··· EXTRACTED MATERIAL

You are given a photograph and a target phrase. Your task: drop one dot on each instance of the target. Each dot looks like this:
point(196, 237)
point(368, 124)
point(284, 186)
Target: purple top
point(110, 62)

······

**WHAT YOU WILL DO:** An exact copy of all the records above is needed.

**RESPONSE TO THIS EXERCISE:**
You are given a photograph and a target phrase. Your task: drop one dot on each instance of the target. Each dot looks like this:
point(196, 237)
point(368, 124)
point(284, 186)
Target: purple top
point(110, 62)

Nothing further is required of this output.